[Photo-based referring expression data]
--- --- ---

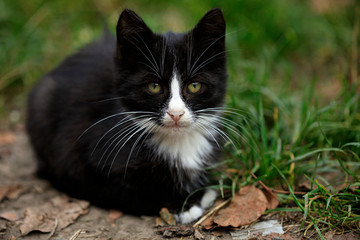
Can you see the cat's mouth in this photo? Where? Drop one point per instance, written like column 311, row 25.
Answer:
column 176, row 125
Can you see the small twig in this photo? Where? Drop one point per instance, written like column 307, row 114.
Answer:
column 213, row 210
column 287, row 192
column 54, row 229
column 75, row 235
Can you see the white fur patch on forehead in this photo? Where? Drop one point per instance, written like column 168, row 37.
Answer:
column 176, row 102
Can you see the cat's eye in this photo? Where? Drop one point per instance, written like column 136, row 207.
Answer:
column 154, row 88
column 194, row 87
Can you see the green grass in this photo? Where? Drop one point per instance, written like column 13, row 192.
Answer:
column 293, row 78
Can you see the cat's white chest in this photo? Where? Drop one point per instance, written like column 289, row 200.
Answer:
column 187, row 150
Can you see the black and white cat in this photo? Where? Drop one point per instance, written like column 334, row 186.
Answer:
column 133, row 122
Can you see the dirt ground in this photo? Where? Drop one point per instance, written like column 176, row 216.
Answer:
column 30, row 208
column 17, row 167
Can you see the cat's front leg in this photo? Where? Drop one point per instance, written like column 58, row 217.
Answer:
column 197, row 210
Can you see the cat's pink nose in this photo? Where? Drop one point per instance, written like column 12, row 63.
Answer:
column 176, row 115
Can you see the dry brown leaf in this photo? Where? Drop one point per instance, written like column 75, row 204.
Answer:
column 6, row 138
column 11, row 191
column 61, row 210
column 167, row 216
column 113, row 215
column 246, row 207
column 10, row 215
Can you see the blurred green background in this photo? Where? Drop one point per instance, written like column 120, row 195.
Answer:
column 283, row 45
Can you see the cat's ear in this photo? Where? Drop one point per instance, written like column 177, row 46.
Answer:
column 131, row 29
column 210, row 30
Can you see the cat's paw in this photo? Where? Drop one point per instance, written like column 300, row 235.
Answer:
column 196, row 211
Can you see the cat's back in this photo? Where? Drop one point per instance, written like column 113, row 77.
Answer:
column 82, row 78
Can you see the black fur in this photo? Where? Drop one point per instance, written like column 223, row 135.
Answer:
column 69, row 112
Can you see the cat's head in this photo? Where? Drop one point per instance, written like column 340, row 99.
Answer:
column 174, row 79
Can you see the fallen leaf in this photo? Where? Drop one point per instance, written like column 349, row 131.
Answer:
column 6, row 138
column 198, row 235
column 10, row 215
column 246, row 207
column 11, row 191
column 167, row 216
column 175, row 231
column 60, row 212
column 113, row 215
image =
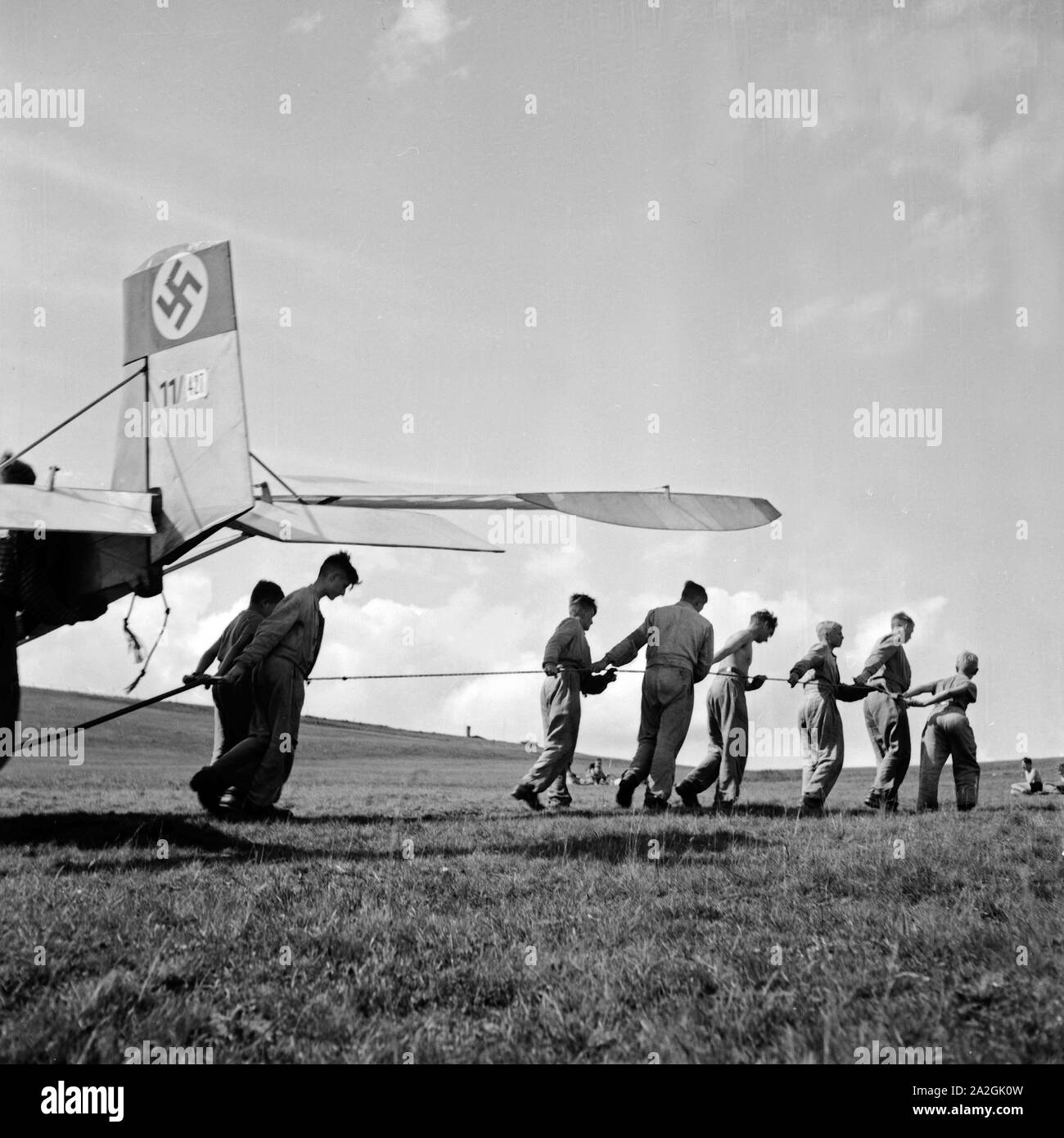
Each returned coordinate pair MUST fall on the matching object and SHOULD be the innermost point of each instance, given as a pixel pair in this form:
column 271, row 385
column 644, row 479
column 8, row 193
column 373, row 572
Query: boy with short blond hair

--- --- ---

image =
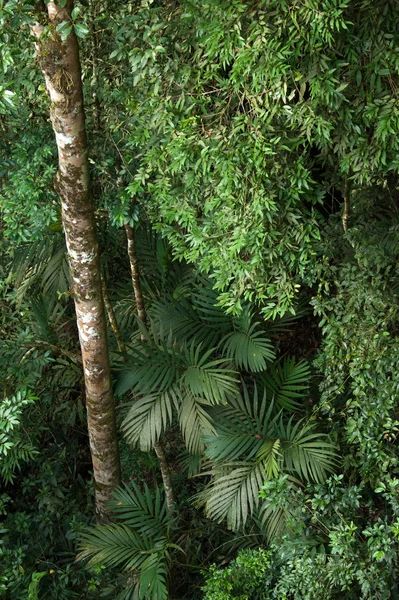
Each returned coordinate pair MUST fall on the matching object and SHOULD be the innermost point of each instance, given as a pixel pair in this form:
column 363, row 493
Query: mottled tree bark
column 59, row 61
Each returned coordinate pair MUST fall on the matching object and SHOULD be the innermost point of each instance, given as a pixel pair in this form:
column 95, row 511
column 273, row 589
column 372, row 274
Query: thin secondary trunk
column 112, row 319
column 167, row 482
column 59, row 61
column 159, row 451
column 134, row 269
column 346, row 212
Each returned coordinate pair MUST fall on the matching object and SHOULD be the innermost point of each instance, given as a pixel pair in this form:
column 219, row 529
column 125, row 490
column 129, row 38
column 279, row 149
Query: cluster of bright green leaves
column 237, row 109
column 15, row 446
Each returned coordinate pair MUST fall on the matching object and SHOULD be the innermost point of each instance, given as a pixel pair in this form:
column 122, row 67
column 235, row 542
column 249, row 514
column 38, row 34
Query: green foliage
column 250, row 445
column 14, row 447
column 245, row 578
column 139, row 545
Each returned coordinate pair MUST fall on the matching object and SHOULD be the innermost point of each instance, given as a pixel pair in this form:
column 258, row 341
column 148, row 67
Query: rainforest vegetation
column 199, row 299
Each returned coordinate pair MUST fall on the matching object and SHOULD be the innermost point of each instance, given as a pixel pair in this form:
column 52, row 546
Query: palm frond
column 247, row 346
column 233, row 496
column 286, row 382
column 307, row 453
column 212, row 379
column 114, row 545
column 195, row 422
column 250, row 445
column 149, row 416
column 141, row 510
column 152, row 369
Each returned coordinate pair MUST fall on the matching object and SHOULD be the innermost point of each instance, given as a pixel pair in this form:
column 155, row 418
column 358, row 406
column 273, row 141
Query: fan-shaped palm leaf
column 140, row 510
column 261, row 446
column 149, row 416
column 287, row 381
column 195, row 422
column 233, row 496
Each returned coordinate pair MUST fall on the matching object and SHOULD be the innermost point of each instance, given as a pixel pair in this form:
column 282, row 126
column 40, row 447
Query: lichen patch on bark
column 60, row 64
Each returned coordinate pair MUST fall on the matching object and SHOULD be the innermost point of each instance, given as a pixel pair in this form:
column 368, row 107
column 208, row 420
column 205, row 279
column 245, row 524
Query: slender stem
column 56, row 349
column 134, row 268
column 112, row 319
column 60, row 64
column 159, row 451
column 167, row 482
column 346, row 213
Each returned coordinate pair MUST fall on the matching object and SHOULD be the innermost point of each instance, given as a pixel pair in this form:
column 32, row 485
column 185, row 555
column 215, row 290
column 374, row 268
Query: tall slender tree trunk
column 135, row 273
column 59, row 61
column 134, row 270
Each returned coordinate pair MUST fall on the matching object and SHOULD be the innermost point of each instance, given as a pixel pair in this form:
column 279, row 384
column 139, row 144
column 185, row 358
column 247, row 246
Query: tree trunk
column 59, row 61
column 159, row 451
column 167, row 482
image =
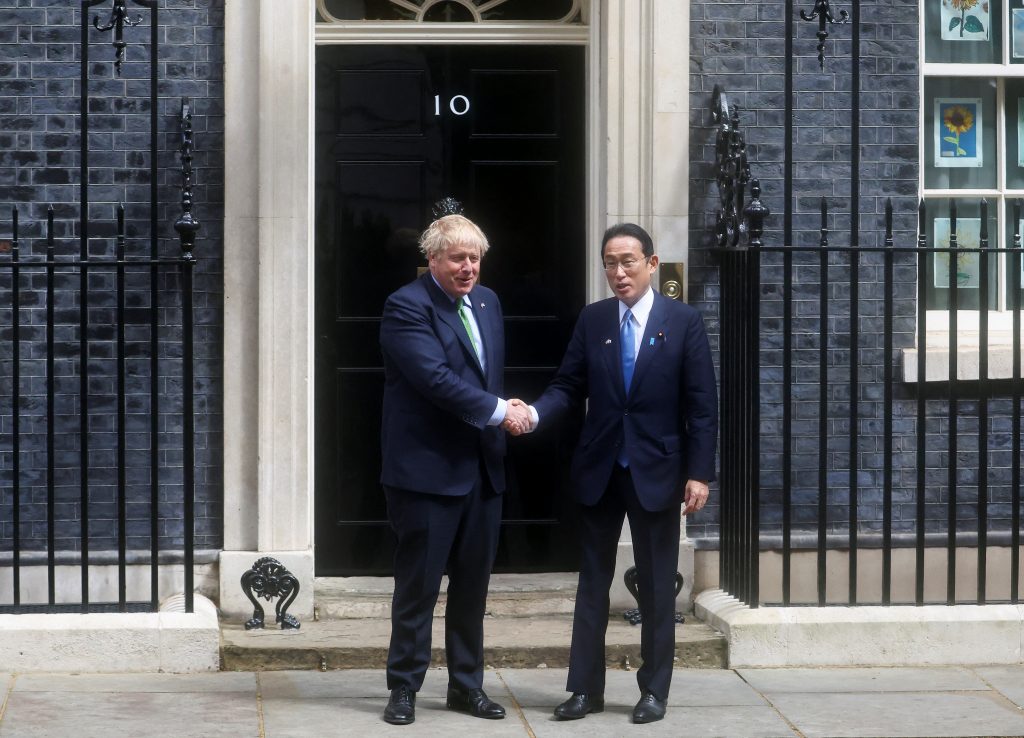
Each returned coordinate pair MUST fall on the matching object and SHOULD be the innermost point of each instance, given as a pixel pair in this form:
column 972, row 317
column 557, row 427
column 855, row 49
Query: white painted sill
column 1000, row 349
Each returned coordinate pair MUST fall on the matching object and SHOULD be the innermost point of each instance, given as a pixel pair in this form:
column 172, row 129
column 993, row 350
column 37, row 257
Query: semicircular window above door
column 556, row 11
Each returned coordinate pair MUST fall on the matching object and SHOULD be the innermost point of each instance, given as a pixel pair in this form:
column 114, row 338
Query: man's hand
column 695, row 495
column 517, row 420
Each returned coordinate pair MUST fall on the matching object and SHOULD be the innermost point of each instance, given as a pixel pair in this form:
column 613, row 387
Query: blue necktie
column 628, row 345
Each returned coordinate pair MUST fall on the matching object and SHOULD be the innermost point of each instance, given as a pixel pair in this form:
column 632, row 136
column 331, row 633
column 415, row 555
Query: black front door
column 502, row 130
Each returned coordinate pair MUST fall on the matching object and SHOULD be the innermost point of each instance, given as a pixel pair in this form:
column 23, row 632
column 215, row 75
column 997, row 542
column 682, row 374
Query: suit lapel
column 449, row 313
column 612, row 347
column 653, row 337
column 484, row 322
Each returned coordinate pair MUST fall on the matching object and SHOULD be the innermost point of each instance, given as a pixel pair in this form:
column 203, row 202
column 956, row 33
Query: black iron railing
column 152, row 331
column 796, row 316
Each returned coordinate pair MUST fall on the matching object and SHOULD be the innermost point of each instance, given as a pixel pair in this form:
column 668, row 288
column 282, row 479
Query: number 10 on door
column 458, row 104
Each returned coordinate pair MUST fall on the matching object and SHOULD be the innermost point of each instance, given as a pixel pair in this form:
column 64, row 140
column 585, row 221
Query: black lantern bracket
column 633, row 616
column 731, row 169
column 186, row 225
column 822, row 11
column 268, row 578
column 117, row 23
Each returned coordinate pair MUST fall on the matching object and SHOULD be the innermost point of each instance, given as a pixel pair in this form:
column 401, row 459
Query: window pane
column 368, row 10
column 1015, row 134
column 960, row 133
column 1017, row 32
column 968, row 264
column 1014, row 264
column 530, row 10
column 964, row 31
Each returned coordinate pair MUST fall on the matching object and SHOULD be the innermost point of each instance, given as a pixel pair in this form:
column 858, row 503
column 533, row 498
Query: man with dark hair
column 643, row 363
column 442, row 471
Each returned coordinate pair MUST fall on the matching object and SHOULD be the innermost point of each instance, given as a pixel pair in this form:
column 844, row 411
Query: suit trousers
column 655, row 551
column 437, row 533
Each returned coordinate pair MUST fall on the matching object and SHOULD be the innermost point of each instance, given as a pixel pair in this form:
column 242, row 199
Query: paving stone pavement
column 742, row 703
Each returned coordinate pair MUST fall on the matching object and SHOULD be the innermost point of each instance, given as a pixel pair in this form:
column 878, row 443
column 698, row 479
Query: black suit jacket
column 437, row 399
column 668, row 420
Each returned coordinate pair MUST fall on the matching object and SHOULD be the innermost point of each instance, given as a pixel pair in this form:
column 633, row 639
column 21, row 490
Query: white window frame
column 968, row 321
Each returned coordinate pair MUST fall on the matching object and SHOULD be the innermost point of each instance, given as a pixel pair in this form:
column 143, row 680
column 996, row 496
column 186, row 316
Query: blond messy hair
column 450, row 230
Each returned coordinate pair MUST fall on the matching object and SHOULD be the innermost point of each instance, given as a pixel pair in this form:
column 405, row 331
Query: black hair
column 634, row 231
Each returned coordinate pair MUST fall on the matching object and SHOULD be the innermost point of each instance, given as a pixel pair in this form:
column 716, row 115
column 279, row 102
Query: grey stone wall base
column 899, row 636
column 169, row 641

--- --- ---

**TASK ITEM:** Among the entries above, the lines between the ones containing "column 374, row 268" and "column 185, row 358", inclusive, are to be transcribed exactly. No other line is to be given.

**RESPONSE AREA:**
column 374, row 268
Query: tall slender tree trunk
column 135, row 273
column 59, row 61
column 134, row 270
Each returned coordinate pair MUST fall on the matching object and SHOULD be the innermost point of each instance, given as a pixel pair in this form:
column 279, row 384
column 139, row 144
column 185, row 358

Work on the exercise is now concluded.